What the task requires »
Write out every entry exactly as it appears.

>> Start Supplied records

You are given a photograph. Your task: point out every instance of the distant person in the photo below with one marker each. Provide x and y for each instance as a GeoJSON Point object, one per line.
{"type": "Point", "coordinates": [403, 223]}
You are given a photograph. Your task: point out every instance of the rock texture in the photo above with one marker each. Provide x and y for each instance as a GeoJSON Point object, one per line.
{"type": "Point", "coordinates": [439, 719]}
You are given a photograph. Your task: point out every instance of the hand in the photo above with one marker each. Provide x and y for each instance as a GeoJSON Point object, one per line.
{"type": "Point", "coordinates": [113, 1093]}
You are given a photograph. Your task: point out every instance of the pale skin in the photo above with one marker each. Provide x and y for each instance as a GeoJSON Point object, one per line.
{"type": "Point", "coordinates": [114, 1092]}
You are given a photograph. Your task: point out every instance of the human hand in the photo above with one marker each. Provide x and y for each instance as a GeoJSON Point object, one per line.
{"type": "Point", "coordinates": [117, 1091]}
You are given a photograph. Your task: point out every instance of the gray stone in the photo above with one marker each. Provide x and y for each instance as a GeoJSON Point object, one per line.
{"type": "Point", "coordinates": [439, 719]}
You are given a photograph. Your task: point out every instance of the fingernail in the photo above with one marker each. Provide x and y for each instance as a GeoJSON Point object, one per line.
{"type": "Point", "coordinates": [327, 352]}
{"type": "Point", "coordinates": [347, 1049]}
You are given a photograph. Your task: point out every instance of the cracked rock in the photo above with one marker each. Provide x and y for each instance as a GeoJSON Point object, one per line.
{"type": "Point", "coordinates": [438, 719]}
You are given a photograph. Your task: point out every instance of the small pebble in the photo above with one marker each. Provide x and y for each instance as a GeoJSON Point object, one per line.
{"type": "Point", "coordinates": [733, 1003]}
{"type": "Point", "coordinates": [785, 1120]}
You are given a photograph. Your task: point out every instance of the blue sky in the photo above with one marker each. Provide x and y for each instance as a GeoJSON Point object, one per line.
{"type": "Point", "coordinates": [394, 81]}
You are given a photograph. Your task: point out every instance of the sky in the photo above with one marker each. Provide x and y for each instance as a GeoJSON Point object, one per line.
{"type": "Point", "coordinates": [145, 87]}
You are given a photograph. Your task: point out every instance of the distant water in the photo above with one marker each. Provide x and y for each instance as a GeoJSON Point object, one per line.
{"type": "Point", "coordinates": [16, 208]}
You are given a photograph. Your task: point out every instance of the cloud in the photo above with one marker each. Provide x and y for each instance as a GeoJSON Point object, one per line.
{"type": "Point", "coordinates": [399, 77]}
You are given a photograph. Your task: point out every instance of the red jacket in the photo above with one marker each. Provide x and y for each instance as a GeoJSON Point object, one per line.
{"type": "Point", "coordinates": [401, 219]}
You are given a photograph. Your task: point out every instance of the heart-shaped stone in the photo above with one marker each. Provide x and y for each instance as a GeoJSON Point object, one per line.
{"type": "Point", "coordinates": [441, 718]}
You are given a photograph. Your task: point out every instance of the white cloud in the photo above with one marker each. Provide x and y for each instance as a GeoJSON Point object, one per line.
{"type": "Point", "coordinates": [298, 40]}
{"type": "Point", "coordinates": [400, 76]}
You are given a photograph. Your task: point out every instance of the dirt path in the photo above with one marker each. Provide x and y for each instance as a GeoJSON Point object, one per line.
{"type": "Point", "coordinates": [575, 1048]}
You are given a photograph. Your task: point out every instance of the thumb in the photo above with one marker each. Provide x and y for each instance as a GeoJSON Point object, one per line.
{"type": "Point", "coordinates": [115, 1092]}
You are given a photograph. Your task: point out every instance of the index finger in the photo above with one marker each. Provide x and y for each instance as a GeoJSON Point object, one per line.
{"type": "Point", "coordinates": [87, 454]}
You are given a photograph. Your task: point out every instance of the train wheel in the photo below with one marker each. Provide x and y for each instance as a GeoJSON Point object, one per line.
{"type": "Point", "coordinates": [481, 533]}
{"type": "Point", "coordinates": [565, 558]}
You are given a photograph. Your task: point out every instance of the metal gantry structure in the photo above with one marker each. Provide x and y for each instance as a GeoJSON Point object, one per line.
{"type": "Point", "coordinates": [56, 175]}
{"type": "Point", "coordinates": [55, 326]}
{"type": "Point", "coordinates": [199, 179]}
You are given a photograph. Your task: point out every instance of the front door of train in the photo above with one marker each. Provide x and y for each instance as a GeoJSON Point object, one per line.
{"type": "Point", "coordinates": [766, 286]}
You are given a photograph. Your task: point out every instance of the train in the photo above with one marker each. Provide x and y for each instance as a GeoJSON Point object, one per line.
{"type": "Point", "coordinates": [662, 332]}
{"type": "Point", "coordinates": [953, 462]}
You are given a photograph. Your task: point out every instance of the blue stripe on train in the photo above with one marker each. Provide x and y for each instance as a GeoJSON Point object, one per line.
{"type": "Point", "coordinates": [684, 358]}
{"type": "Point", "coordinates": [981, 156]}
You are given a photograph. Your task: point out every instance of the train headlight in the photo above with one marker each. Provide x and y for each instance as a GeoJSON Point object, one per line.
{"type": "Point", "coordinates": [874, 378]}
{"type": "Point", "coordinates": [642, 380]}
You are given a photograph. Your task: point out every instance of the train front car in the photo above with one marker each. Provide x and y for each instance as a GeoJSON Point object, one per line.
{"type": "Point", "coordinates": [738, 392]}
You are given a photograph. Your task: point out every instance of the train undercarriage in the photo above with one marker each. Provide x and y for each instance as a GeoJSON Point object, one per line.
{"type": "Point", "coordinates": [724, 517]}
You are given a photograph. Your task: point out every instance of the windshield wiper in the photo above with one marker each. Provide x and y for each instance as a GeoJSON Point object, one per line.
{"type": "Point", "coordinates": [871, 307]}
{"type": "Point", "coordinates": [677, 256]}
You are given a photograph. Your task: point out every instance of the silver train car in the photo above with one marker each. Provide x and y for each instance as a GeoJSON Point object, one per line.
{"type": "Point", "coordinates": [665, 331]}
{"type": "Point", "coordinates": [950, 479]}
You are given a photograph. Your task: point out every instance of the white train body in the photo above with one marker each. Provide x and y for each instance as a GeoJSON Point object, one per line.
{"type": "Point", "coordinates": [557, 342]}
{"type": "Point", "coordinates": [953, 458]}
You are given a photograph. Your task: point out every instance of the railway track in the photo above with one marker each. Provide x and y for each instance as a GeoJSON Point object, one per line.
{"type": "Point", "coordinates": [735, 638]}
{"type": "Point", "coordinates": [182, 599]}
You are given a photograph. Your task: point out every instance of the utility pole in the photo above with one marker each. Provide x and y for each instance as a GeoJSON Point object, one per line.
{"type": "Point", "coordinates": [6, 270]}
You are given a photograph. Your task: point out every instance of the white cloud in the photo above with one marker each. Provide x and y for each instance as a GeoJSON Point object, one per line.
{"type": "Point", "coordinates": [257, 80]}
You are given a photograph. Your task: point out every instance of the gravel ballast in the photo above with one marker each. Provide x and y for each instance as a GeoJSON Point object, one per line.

>> End Supplied records

Expected answer »
You are given a photograph. Your task: point out every instance of the distant person in the photo below with one marker each. Provide x and y for each instance as a GeoJSON Point object, one per line.
{"type": "Point", "coordinates": [403, 223]}
You are given a photograph. Your task: point out every instance of the rock texture in the photo above with one marker each. Provide x and y for each instance as a GeoJSON Point object, one per line.
{"type": "Point", "coordinates": [439, 719]}
You are given a photograph. Your task: point out every instance of the hand in the photo above with one marker each. Provide x and y for each instance as a GeoJSON Point object, one per line.
{"type": "Point", "coordinates": [113, 1093]}
You are given a photograph. Your task: point out every instance of the pale skin in the photo above with one marker each. Provide x and y for each instance as a GeoJSON Point object, one per line.
{"type": "Point", "coordinates": [114, 1092]}
You are given a photograph. Your task: point out every instance of the human hand in the photo above with one marker each. Provide x and y for each instance as a GeoJSON Point object, one per line.
{"type": "Point", "coordinates": [117, 1091]}
You are given a photograph. Your task: point out every instance of the gray stone in the photo above with one marker each. Provide x and y for each instance as a GeoJSON Point object, one per line.
{"type": "Point", "coordinates": [439, 719]}
You are given a photograph. Your task: point out every instance of the fingernail in the photo above with one marker each. Provide x and y for each instance as a GeoJSON Point object, one per line.
{"type": "Point", "coordinates": [327, 352]}
{"type": "Point", "coordinates": [347, 1049]}
You are given a photograph. Your task: point out every instance of the cracked rock in the photo above with one marker each. Provide x and y for each instance as a GeoJSON Point object, one per line.
{"type": "Point", "coordinates": [438, 719]}
You are given a photograph. Your task: point out every instance of the small pebble in the photo above with one marker each. Provide x and y for each instance as a GeoJSON Point object, one per line.
{"type": "Point", "coordinates": [733, 1003]}
{"type": "Point", "coordinates": [785, 1120]}
You are given a photograph. Your task: point out every instance of the blue sky in the photo above with one marker each. Provide x and y for each instance as a GeoJSON Point object, one per line.
{"type": "Point", "coordinates": [394, 81]}
You are given a photograph. Your task: point out every instance of the sky in the photo above with one marker each. Provide x and y for each instance as a GeoJSON Point object, one per line.
{"type": "Point", "coordinates": [145, 87]}
You are given a photograph. Your task: point out every instance of the distant water in the photo above with one marker each. Provide x and y for each instance as a GeoJSON Point object, one per line.
{"type": "Point", "coordinates": [16, 208]}
You are given a photograph. Your task: point out every instance of the cloud in the photo above with one marker each. Provide x and y for each instance as a GeoJSON Point object, one per line.
{"type": "Point", "coordinates": [399, 77]}
You are given a photograph. Your task: point out every instance of the red jacket in the photo above with one marker each. Provide x and y for each instance as a GeoJSON Point object, one per line.
{"type": "Point", "coordinates": [401, 219]}
You are given a photograph. Your task: point out every instance of the heart-shaped stone in the photo above with one marker each. Provide x and y for each instance as a GeoJSON Point object, one per line.
{"type": "Point", "coordinates": [441, 718]}
You are given a photograph. Your task: point out every instance of the white cloud in the photo above with one marker each. Provide x and y for each instance as a GeoJSON Point object, one per line.
{"type": "Point", "coordinates": [298, 40]}
{"type": "Point", "coordinates": [400, 76]}
You are given a photograph. Your task: point out every instance of the dirt path in the photo above with one marker each. Provide x and y for each instance as a GeoJSON Point object, one per line.
{"type": "Point", "coordinates": [575, 1048]}
You are given a photograph. Your task: point out every instance of the thumb in the photo above with one marker each. Provide x and y for each instance as a GeoJSON Point object, one per line.
{"type": "Point", "coordinates": [115, 1092]}
You are given a photograph. Your task: point out every instance of the index finger in the photo above with one marker each. Provide x and y for each instance as a GeoJSON Point object, one per line.
{"type": "Point", "coordinates": [87, 454]}
You are given a photograph. Your task: point out every instance of the train wheel in the photo below with one marker each. Provide x and y for each instance as a GeoJSON Point object, one per line.
{"type": "Point", "coordinates": [481, 533]}
{"type": "Point", "coordinates": [565, 558]}
You are given a photograph. Your task: point out every instance of the metal gantry structure in the photo above with one marker each. Provide x and y for each instance as a GeoJSON Point object, one per line.
{"type": "Point", "coordinates": [56, 175]}
{"type": "Point", "coordinates": [55, 326]}
{"type": "Point", "coordinates": [199, 179]}
You are given a photograph. Your task: point out every instance of the front door of train in the photo above with one marker each. Provide x and y for each instance as a GeoJSON Point object, one per line.
{"type": "Point", "coordinates": [766, 286]}
You are given a photograph. Your task: point out every instance of the train in the photo above with one marker each. Provide x and y for each instance as a GeoJSON Point object, one per line.
{"type": "Point", "coordinates": [662, 332]}
{"type": "Point", "coordinates": [953, 462]}
You are given a photograph. Your task: point out every instance of the blue stripe on train in the photo above with one marker each. Provide x and y for each instance as a GeoJSON Point object, one per line.
{"type": "Point", "coordinates": [684, 358]}
{"type": "Point", "coordinates": [981, 156]}
You are given a photograph. Your task: point out every instance of the train headlight in the photo above with one marker each. Provide x and y for each instance as a GeoJSON Point object, one per line.
{"type": "Point", "coordinates": [874, 378]}
{"type": "Point", "coordinates": [642, 380]}
You are given a photograph. Your task: point out every instance of the train front car in the photo above with one marker each. Provide x and y for each instance as a GeoJSON Point object, one per line.
{"type": "Point", "coordinates": [738, 392]}
You are given a photograph. Your task: point out every instance of the train undercarriage in the photo above with one marker each. Provide x and y for each instance as a GeoJSON Point object, one per line.
{"type": "Point", "coordinates": [724, 517]}
You are given a photograph. Your task: point out every instance of the windshield wiper in the photo above with one marker each. Provide x and y for each instance as a GeoJSON Point object, one per line.
{"type": "Point", "coordinates": [871, 307]}
{"type": "Point", "coordinates": [677, 256]}
You are given a photograph. Your task: point out every instance of the silver train car in the photo above with one marker each. Provide x and y for each instance as a GeoJSON Point object, one per line.
{"type": "Point", "coordinates": [665, 331]}
{"type": "Point", "coordinates": [950, 479]}
You are given a photograph. Your task: point out every instance of the white train body in the photo above with one marker each. Provide x and y for each instance as a GeoJSON Point object, one per line.
{"type": "Point", "coordinates": [557, 342]}
{"type": "Point", "coordinates": [953, 458]}
You are given a photograph. Your task: point out every instance of the railway track in the photo above with one marker each. Provide x and y for each instance as a GeoJSON Point object, one per line.
{"type": "Point", "coordinates": [735, 638]}
{"type": "Point", "coordinates": [182, 599]}
You are given a photograph. Your task: point out every instance of the utility pole in the photo above with one marker each. Provide x and y for each instance as a GeoJSON Point object, one per line.
{"type": "Point", "coordinates": [6, 270]}
You are given a photograph. Your task: point out every instance of the white cloud in the photo above with one marker each. Provide x and y for each instance as a GeoJSON Point object, one per line.
{"type": "Point", "coordinates": [257, 80]}
You are given a photograph. Your task: point out every instance of the gravel ballast in the photo above with one marker each. Provide x and y for each instance as a GeoJSON Point object, one per line.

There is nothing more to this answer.